Peace sign = flowing particles on a noise field. Fist = full-screen Perlin noise texture. Open palm = orbiting geometric shapes. Thumbs up = scattered typography. Each gesture activates a different creative system. Switch between them by changing your hand position. Perform a 60-second composition by flowing through gestures -- particles for 10 seconds, cut to geometry, hold noise for a beat, finish on text. Your body conducts the code.

The transition between modes is abrupt here -- one frame you're in particle mode, the next you're in geometry mode. For smoother transitions you'd crossfade by tracking a blend value that drifts toward the target mode:

let targetMode = 'particles';
let modeBlend = { particles: 1, noise: 0, geometry: 0, text: 0 };

function updateBlend() {
  for (let mode in modeBlend) {
    if (mode === targetMode) {
      modeBlend[mode] = lerp(modeBlend[mode], 1.0, 0.05);
    } else {
      modeBlend[mode] = lerp(modeBlend[mode], 0.0, 0.05);
    }
  }
}

// then in draw, render each mode at its blend opacity
// modes with blend near 0 can be skipped entirely

Training a sound classifier

Teachable Machine isn't just for images. Switch to "Audio Project" and you can train a classifier that listens to your microphone and recognizes specific sounds. Claps, snaps, whistles, spoken words, percussive hits -- anything you can produce consistently, the model can learn to distinguish.

The workflow is the same: define classes, record examples, train, export. The difference is input. Instead of webcam snapshots, you're recording 1-second audio clips for each class. Capture 20-30 examples of each sound, varying the intensity and timing slightly. The model learns the spectral pattern (the frequency distribution over time) that characterizes each sound.

== == ==

WRITTEN TASKS:
A. Using the excerpt, answer each question briefly:
(i) Which hand gesture activates the full-screen Perlin noise texture?
(ii) In the updateBlend function, what rate is passed to lerp?
(iii) How long is each audio clip recorded for a class in an audio project?
B. Decide whether each statement agrees with the excerpt. Answer yes or no, and quote the deciding words.
(i) A thumbs-up gesture activates orbiting geometric shapes.
(ii) Modes whose blend value is close to 0 may be left out of rendering.
(iii) About 50 examples should be captured for each sound.

DATA SEGMENT:

== == ==

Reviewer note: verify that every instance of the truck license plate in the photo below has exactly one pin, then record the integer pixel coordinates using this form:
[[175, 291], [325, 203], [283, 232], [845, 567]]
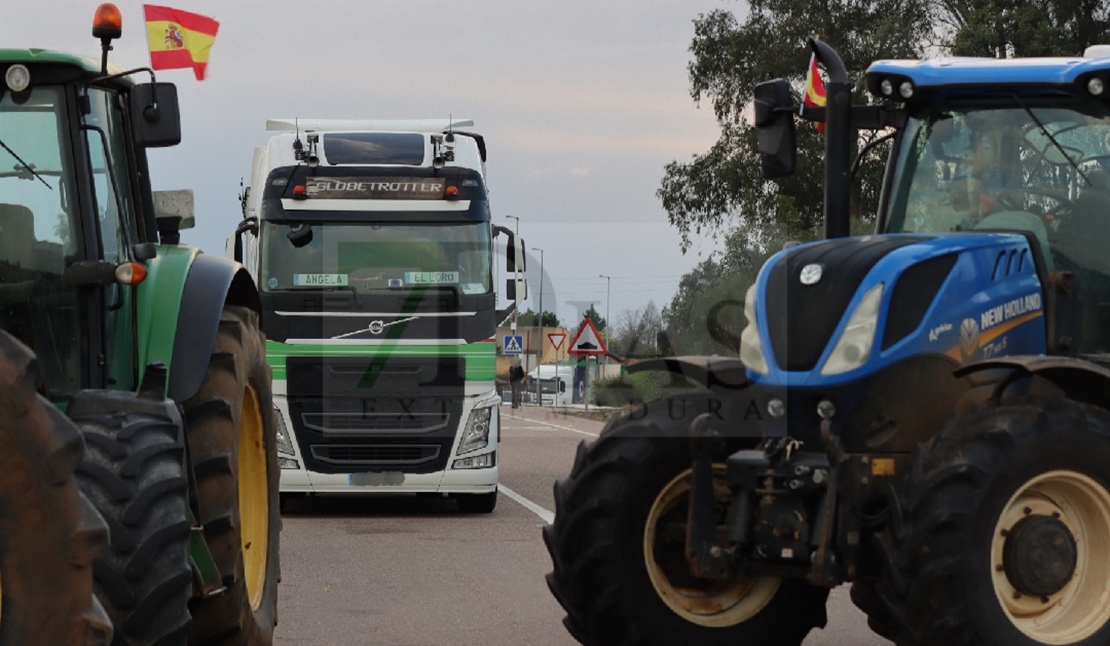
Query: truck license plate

== == ==

PROBLEM SOLUTIONS:
A.
(i) Fist
(ii) 0.05
(iii) 1 second

B.
(i) No: "Open palm = orbiting geometric shapes. Thumbs up = scattered typography."
(ii) Yes: "modes with blend near 0 can be skipped entirely"
(iii) No: "Capture 20-30 examples of each sound"